EXTRACTED TEXT:

>> START

Thinking Thursday

This will be the third thinking post I’ve begun.  I have quite a bit on my mind and I’m having a helluva time picking something.  Join me in thinking about…

Things I don’t know about sex.

How in the world would one think about things they don’t know?!  I know a lot, but what I don’t know outnumbers what I do probably a thousand to one.  I haven’t done actual research into that statistic, but let’s just go with it.

Specifically, I am thinking about orgasms.  I like them.  Sex is one of my favorite activity, and I’ve had a lot of orgasms.  I get off easily, never really needed foreplay, and have multiple orgasms every time. I can get off by pure fucking, or a little clit action, or anal only, with just a leg… I don’t know if that’s a good thing or a bad thing, it’s just how I’m made. So I’ve never really THOUGHT about orgasms other than to think that I want one, I want more, when can I have one.

>> END

DATA BLOCK:

>> START

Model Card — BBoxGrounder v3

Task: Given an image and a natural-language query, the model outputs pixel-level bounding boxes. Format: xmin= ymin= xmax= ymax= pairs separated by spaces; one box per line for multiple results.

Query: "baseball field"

>> END

EXERCISE REQUIREMENTS:
1. Render this sentence from the Thinking Thursday post in Spanish: "I know a lot, but what I don’t know outnumbers what I do probably a thousand to one."
2. Carry the Thinking Thursday post forward from its final sentence.
These lines come from a source separate from the Thinking Thursday post.

RESULTS FOR EACH TASK:
1. Sé mucho, pero lo que no sé supera a lo que sí sé probablemente en una proporción de mil a uno.

2.
Apparently, this has not been my wisest course of action.  I should have been researching and thinking and practicing all of these (how many? 36 – 13 = 23) TWENTY THREE years.  I read Elle’s post yesterday and kind of felt like I’d been punched in the gut!  Seriously!  Squirting?…everyone?…welcomed?!

Now, I am certainly no prude (remember, sex is my favorite activity!) and I’ve seen quite a bit of porn.  I enjoy watching porn, actually.  I’ve seen girls squirting, but I always just thought… what the hell did I think?  I guess that it was rare? A weird, special talent? An accident of nature?  I’m not sure – I really never sat down to think about it.  It looks messy and dehydrating, so I just wanted those porn girls to grab a drink of water!

Turns out, I’ve been sheltered and am completely in the dark on this subject.  HOW DID THAT HAPPEN!?  Why has no one ever told me that this is something I should be trying to figure out?!  Make no mistake – I’ve had orgasms where I shake and shudder, where I feel like I am not even in my body anymore, where you could do ANYTHING to me and I just wouldn’t care, where I nearly pass out, where I utter sounds I didn’t even know I could make.  I’ve felt like I needed to pee, but didn’t need to pee… and fought that feeling with all that I had.  Maybe I was close?  Maybe I can do this? If only I’d known!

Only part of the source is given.